Starting in October, Jessie Wei-Hsuan Chen will receive a grant from NWO for her PhD project ‘Everlasting Flowers Between the Pages: Botanical Watercolors in the Seventeenth-Century Low Countries’. Sven Dupré will supervise her PhD dissertation.

The recent embrace of citizen science recognizes non-experts as important producers of knowledge. To understand the historical grounds of how these issues of data quality control and expertise were decided, this project delves into the epistemic value of seventeenth-century flower books. The flower book is an assemblage of flower watercolors, which amateur collectors commissioned as records to document their plants. Amateur collectors were among the most important figures to cultivate and study rare and exotic plants. Thus, while early modern treatises by physicians and botanists represent experts’ contributions to the advancement of botany, flower books offer a new window into the botanical visual expertise that was brought to the foreground by the collectors.

Point annotation dataset records
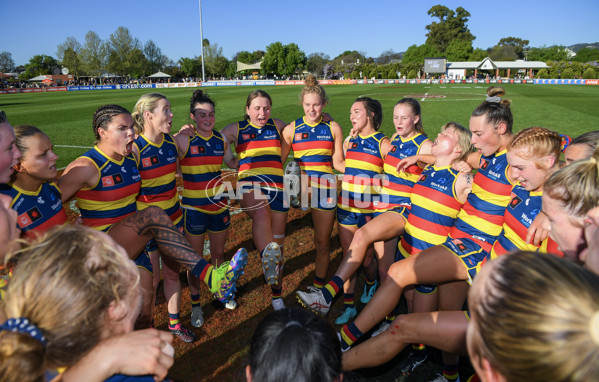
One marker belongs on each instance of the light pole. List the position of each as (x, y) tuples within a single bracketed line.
[(202, 42)]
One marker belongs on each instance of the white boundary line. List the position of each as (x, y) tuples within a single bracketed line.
[(75, 147)]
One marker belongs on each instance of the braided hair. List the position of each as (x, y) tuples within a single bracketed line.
[(103, 116)]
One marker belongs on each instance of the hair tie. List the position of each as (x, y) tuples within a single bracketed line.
[(293, 323), (22, 325), (566, 140), (594, 327)]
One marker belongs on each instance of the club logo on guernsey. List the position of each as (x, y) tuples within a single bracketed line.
[(151, 161), (458, 243), (515, 201), (112, 180), (29, 217)]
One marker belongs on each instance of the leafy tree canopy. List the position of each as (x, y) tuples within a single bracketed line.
[(451, 26)]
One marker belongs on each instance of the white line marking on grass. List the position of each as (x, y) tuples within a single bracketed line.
[(75, 147)]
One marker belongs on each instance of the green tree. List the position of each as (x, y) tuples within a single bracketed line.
[(93, 54), (154, 56), (416, 54), (68, 55), (214, 61), (244, 56), (138, 64), (72, 62), (316, 62), (387, 56), (518, 45), (451, 26), (478, 54), (283, 59), (191, 67), (121, 46), (295, 60), (459, 50), (586, 55), (551, 53), (6, 62), (274, 59), (70, 43), (38, 65), (567, 73), (502, 53), (589, 74)]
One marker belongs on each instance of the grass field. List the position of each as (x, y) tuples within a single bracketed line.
[(220, 351), (66, 116)]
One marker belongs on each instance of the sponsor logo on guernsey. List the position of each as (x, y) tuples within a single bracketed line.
[(112, 180), (57, 205), (29, 217), (515, 201), (526, 219)]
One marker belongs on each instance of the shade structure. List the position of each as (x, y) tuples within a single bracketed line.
[(159, 75), (38, 78)]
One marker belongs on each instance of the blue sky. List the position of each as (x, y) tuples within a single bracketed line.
[(30, 27)]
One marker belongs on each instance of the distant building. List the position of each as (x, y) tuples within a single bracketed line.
[(459, 69)]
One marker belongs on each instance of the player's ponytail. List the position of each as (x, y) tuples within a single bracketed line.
[(576, 186)]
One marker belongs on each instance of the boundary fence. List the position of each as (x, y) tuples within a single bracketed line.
[(300, 82)]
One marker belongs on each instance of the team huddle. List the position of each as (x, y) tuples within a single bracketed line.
[(421, 217)]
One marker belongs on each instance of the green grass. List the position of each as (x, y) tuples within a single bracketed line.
[(66, 116)]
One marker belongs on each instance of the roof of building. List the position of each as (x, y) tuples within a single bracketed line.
[(488, 64)]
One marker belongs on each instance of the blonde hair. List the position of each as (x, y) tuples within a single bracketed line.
[(576, 186), (535, 317), (313, 87), (496, 109), (64, 284), (464, 138), (537, 142), (146, 102), (252, 96)]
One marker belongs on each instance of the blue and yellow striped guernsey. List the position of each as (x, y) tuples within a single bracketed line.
[(37, 211), (433, 212), (522, 210), (114, 196), (201, 168), (157, 167), (259, 153), (362, 178), (481, 218), (313, 147), (399, 184)]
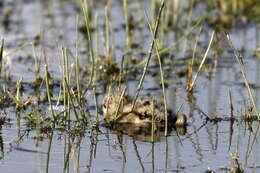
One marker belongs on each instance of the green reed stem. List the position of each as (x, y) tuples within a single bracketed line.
[(90, 47), (149, 55), (107, 25), (117, 116), (202, 62), (239, 59), (1, 55), (162, 77), (126, 12), (48, 91), (96, 104)]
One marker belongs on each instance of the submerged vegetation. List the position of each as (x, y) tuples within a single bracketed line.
[(166, 50)]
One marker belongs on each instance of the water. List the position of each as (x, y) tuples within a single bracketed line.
[(205, 144)]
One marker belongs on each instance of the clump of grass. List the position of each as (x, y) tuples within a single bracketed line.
[(1, 55)]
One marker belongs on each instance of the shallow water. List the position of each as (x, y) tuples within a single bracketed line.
[(206, 144)]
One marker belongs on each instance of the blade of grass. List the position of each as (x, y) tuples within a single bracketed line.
[(162, 76), (48, 92), (149, 54), (239, 59), (202, 62), (1, 54), (90, 48)]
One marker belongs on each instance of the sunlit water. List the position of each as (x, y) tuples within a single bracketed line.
[(204, 145)]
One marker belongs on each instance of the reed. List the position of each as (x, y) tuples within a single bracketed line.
[(1, 55), (140, 83), (202, 62), (89, 40), (48, 93), (239, 59), (162, 77)]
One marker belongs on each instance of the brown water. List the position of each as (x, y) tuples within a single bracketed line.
[(204, 145)]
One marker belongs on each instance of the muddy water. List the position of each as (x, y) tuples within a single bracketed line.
[(204, 145)]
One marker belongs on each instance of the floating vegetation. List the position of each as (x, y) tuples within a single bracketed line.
[(149, 86)]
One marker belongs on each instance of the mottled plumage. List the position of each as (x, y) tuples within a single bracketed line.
[(145, 109)]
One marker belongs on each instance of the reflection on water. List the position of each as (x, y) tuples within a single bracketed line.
[(128, 148)]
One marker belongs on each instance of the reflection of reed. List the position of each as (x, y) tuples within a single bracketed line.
[(145, 132)]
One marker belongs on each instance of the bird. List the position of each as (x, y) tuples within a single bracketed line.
[(118, 108)]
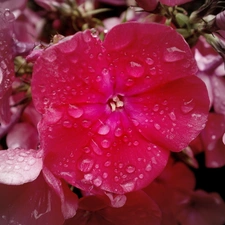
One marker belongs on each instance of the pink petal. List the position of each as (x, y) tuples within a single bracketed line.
[(19, 166), (95, 130), (172, 113), (23, 135), (145, 60), (31, 203), (69, 201)]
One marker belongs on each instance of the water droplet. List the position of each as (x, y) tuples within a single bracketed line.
[(157, 126), (149, 61), (75, 112), (94, 33), (156, 108), (26, 168), (128, 186), (135, 69), (96, 148), (129, 82), (20, 159), (1, 75), (148, 167), (104, 129), (107, 163), (86, 123), (85, 165), (105, 143), (172, 116), (187, 106), (130, 169), (88, 177), (31, 161), (173, 54), (97, 182), (9, 16), (67, 124)]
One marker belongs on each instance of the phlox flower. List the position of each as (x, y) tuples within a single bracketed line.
[(29, 192), (113, 109), (97, 210)]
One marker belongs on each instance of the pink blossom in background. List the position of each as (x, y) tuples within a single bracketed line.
[(28, 189), (97, 124), (96, 210)]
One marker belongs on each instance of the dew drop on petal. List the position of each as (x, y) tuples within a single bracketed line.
[(20, 159), (148, 167), (85, 165), (9, 16), (173, 54), (97, 182), (187, 106), (88, 177), (157, 126), (172, 116), (130, 169), (105, 143), (67, 124), (135, 69), (149, 61), (75, 112), (104, 129), (128, 186)]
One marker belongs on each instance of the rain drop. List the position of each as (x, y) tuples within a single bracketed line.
[(148, 167), (187, 106), (104, 129), (149, 61), (75, 112), (105, 143), (94, 33), (128, 187), (157, 126), (130, 169), (173, 54), (85, 165), (97, 182), (135, 69), (9, 16), (67, 124), (172, 116)]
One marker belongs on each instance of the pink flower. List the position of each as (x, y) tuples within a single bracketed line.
[(150, 5), (29, 193), (113, 110), (96, 210)]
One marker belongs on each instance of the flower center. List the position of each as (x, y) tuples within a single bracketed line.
[(116, 102)]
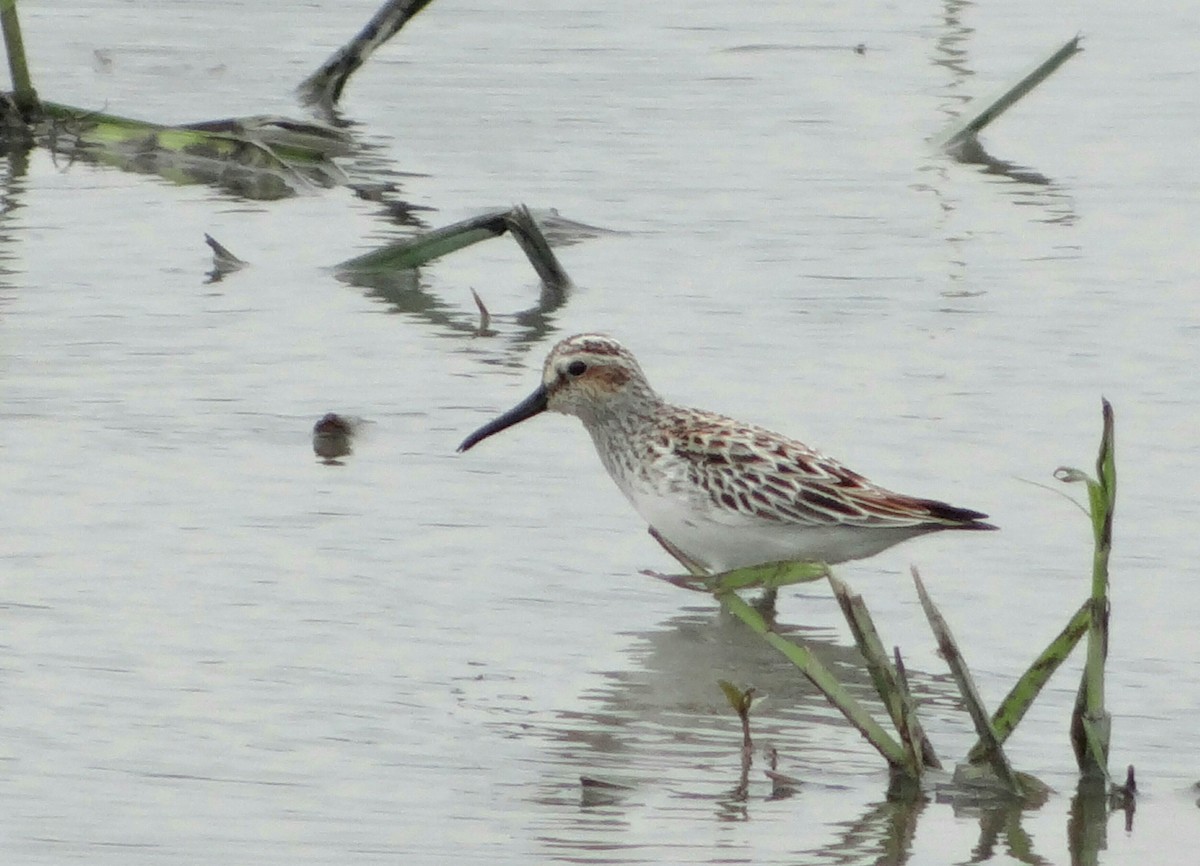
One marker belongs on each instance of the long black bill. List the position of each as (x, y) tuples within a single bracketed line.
[(531, 406)]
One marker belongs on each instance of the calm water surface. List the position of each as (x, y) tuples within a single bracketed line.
[(220, 649)]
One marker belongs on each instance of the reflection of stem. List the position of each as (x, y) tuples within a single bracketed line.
[(1087, 822)]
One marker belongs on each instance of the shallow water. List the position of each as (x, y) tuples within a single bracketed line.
[(217, 648)]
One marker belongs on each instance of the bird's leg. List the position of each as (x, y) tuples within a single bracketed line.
[(696, 571)]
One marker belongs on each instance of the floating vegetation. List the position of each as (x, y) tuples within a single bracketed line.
[(223, 262), (423, 248), (963, 132), (257, 157), (333, 437)]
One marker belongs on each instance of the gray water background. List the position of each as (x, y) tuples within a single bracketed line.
[(215, 648)]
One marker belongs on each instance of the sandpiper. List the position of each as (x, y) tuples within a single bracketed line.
[(724, 493)]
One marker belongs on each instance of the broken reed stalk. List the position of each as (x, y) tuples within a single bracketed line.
[(22, 85), (324, 86), (1091, 725), (889, 683), (1021, 696), (949, 649), (967, 130)]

_Problems to solve:_
- a) In the text on the flower book PhD project, who will supervise Jessie Wei-Hsuan Chen's dissertation?
- b) Carry the text on the flower book PhD project forward from its final sentence.

_Task results:_
- a) Sven Dupré

- b)
This project will explain how botanical watercolors in seventeenth-century flower books contributed to the generation of (natural historical) knowledge by amateur collectors in the early modern Low Countries. The three aspects of inquiry include: 1) The position of flower books in the visual culture of botanical imagery. 2) The practice of collecting nature on paper. 3) The material significance of watercolor. This interdisciplinary project participates in the current international discourse about how (botanical) art and imagery impacted scientific advancement in the early modern period. It brings further insight into how amateurs acted as producers of knowledge within the cultural phenomenon of collecting nature. By studying the material properties and qualities of watercolor, it also provides a new model to study watercolors as carefully thought-out and finished artworks instead of as preparatory sketches for oil painters.